## Document extract
=== Section Start ===
Fictional Baltimore Mayor Declares Victory On Education

Just like in real life. As you may recall, last year's season of The Wire, HBO's gritty convoluted tale about cops and criminals and kids in Baltimore, focused in part on the opportunistic decision by the mayor to focus on school reform. Well, the good news in this lengthy New Yorker article about the show is that SCORES ARE UP! Of course they are. And of course this mayor has moved on already to another issue without really solving the underlying problems.

Big Stories Of The Day

Romney likes NCLB MSNBC
“I like the fact that in No Child Left Behind we test our kids,” Romney said. “We can see which schools are succeeding and which are failing. That alone is a huge advance…I like No Child Left Behind.”

Easy test leaves Maryland behind Baltimore Sun
"We think our cut scores are reasonable for what people are being asked to do by 2014, especially given that it's for all subgroups - students who don't speak English or students with special needs."

Teachers Agree to Bonus Pay Tied to Scores NYT
Bonuses for New York City teachers would be based largely on the overall test scores of students at schools that have high concentrations of poor children.

A Normal Lesson in Vocabulary, Until a Deer Bursts Through a School Window NYT
New Jersey, a 200-pound buck raced through a class of fifth graders and wandered the halls like a typical gaggle of errant students before being shepherded out a back door.

Early Childhood Reading Gap Statistic Pretty Questionable, Says Freakonomics

There was much controversy when Freakonomics said that reading at home doesn't help test scores. Now the Freakonomics blog points out that the much-cited stat about kids and exposure to words before school is, well, sketchy (A Data Pool of One). The number comes from a 1990 book whose author used her child as the sole point of comparison between rich and poor kids being read to. (There were only 24 low-income children in the study pool all together.) If a stat seems too good to be true, it probably is. Not that the UPK mafia won't keep using it.

No "Marshall Law" For DC Public Schools, Says Millot

Conventional wisdom is that Michelle Rhee in DC needs, well, whatever she wants, in order to get the DC schools turned around. Power to fire folks? Sure. Shifting district staff to state (?) offices? Why not. But Marc Dean Millot (pictured), now an EdWeek blogger, says that some of this just isn't necessary: "There's no "state of emergency," no need for dictatorial authority, and no relationship between the real predicament and the requested powers." I'm not sure the comparisons to the war in Iraq work, but he makes a good point: just cuz Rhee says she wants it doesn't mean she should get it, or needs it. Says Millot: "The list of failures cited were not fundamentally ones of the bureaucracy's failure to execute policy, but of the political leadership's decisions about policy."
=== Section End ===
## What this exercise asks
a - In the education blog post, how many low-income children were in the study pool of the 1990 book?
b - For each statement, say whether it agrees with the education blog post, and quote the words that decide it: (i) The Wire is an HBO show. (ii) The deer that ran through the New Jersey class was a 100-pound buck. (iii) Bonuses for New York City teachers would be based largely on each teacher's own students' individual scores.
c - Duplicate the part of the education blog post between "There was much" and "keep using it.", inclusive.
The material that comes next has no connection to the education blog post.

## Source material
=== Section Start ===
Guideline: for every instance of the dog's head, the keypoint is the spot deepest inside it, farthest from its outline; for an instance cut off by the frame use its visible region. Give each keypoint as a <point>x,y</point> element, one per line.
=== Section End ===
## Answers for the exercise
a - There were only 24 low-income children in the study pool.

b -
(i) Yes: "HBO's gritty convoluted tale about cops and criminals and kids in Baltimore"
(ii) No: "a 200-pound buck raced through a class of fifth graders"
(iii) No: "based largely on the overall test scores of students at schools that have high concentrations of poor children"

c -
There was much controversy when Freakonomics said that reading at home doesn't help test scores. Now the Freakonomics blog points out that the much-cited stat about kids and exposure to words before school is, well, sketchy (A Data Pool of One). The number comes from a 1990 book whose author used her child as the sole point of comparison between rich and poor kids being read to. (There were only 24 low-income children in the study pool all together.) If a stat seems too good to be true, it probably is. Not that the UPK mafia won't keep using it.